*** STUDY TEXT ***

Downey Jr.’s four characters include Claude, a CIA operative whom The Captain reports to during his undercover work in Vietnam; Professor Hammer, The Captain’s old college professor with an Oriental fetish who agrees to sponsor him while in the U.S.; Congressman Ned Godwin, a Southern California Republican trying to appeal to the Vietnamese population; and Nikos, an auteur filmmaker working on a film about the Vietnam War.

“Each of them are really working to challenge The Captain’s own belief system as he’s struggling to figure out his identity. Each of them really force him to look at himself and figure out who he is and what his role in this world is,” Downey said.

While Downey Jr. loved the challenge, Susan added, it was important to him that the characters he was portraying still had depth and thematic resonance and weren’t just a gimmick.

“He wanted to make sure that he was recognizable in each of these characters and he had such a blast putting them together,” she added. “He’s a real student of history, and took a lot of inspiration from characters of that time and pushed them all together, but talked a lot with director Park on both calibrating performance, as well as the look and sound of each of them.”

*** End of STUDY TEXT ***

## PROBLEM STATEMENT
Name the four characters that the excerpt on Downey Jr.'s roles says he plays.

*** PROVIDED MATERIAL ***

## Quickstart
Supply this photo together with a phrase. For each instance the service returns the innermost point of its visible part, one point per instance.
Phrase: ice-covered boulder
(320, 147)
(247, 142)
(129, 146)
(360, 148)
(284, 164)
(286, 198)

*** End of PROVIDED MATERIAL ***

## EXERCISE SOLUTION
Claude, Professor Hammer, Congressman Ned Godwin, and Nikos.